What you need to do:
Each line from the one containing "matching white siding" through the end of the data must be retyped exactly, and no other line.

*** Exercise materials ***

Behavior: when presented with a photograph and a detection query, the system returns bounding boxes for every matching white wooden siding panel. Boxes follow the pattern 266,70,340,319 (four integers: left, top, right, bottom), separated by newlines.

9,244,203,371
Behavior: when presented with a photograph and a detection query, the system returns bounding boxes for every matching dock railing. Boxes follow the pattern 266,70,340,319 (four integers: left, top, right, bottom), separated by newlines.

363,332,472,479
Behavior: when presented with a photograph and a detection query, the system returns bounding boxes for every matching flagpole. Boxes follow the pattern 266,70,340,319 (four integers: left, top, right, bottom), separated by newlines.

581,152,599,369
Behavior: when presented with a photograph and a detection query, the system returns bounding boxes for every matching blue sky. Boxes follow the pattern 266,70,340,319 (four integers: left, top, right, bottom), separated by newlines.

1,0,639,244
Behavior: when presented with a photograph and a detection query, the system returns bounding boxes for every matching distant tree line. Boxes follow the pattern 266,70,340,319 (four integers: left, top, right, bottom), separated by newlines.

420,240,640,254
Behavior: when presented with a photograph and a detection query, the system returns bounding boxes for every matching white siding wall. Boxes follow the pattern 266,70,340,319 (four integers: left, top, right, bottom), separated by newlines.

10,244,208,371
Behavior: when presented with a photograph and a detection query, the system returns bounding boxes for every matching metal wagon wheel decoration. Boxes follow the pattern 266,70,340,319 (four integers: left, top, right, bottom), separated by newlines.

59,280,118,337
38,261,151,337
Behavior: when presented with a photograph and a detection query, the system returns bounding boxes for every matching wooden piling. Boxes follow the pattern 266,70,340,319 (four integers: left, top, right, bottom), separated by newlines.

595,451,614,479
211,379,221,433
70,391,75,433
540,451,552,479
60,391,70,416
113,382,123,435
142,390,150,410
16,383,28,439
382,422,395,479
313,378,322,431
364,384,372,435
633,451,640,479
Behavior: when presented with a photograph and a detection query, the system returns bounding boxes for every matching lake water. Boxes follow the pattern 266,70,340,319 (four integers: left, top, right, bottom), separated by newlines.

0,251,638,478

***

Answer box:
Behavior: when presented with a photograph and a detection query, the system returns bounding boxes for every matching white siding wall. Boxes follow the pattern 266,70,340,319 (four integers: left, top, right, bottom), separated by newlines.

10,244,208,371
Behavior: when presented with a photograph and a detection query, the system returns bounding boxes for every matching metal wagon wheel decoration. Boxes follow the pattern 266,70,340,319 (four integers: left, top, right, bottom), separated by newlines.

59,280,118,337
38,261,151,337
Behavior: when presented with a photograph and a detection query, the system returns bounding boxes for every matching wooden piling. Boxes follow the pattern 266,70,340,319 (four integers: left, top, right, bottom), separated by newlines.

595,451,614,479
211,379,221,433
70,391,75,433
540,451,552,479
60,391,70,416
113,382,123,435
142,390,150,410
16,383,28,439
382,422,395,479
313,378,322,431
364,384,372,435
633,451,640,479
Behavior: when presented with a photograph and a detection query, the system returns bounding boxes for every matching lake water. Boxes follow the pattern 266,70,340,319 (four integers: left, top, right, bottom), separated by newlines.

0,251,638,478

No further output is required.